• [Extracted information]:
==============================
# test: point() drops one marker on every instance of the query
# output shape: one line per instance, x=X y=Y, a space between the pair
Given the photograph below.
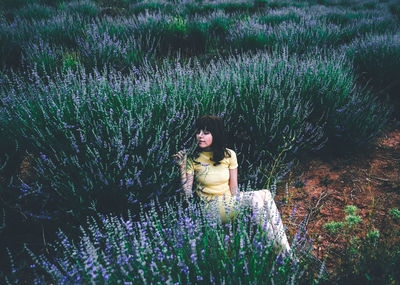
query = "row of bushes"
x=41 y=9
x=69 y=39
x=105 y=140
x=173 y=243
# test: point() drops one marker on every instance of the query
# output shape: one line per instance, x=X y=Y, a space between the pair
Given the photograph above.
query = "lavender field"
x=96 y=96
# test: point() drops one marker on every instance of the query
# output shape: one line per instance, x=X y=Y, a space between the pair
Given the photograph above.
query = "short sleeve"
x=232 y=160
x=190 y=166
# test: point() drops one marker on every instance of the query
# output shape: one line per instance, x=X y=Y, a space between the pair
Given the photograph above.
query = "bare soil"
x=320 y=189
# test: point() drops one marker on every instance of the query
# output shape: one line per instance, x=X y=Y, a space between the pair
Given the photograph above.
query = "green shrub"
x=171 y=244
x=34 y=11
x=333 y=227
x=85 y=8
x=395 y=10
x=376 y=62
x=395 y=213
x=370 y=258
x=92 y=140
==============================
• [What you have to do]: The answer must be an exact copy of the records, with no pictures in it.

• [Written reply]:
# test: point() drops one marker on every instance of the query
# output shape: one line per instance, x=X y=Y, a space between the pair
Given the photograph below.
query = "row of bushes"
x=41 y=9
x=69 y=39
x=105 y=140
x=173 y=243
# test: point() drops one marker on every instance of the query
# output shape: one line per instance, x=X y=Y, a space between the pair
Given the photograph above.
query = "lavender field"
x=96 y=96
# test: point() drops one marker on every instance of the query
# output shape: one line per instance, x=X y=Y, a space between the pair
Given the photograph above.
query = "short sleeve"
x=232 y=160
x=190 y=166
# test: point() drops one marker on every instance of the query
# output shape: one line per instance, x=X y=Y, a space between the pair
Given the photograph above.
query = "bare soil"
x=320 y=189
# test: point() drops one marker on every instance of the query
# output shape: one line per instance, x=X y=Y, a space between the pair
Given the photograph above.
query = "green shrub"
x=171 y=244
x=34 y=11
x=333 y=227
x=85 y=8
x=395 y=10
x=376 y=62
x=395 y=213
x=370 y=258
x=92 y=140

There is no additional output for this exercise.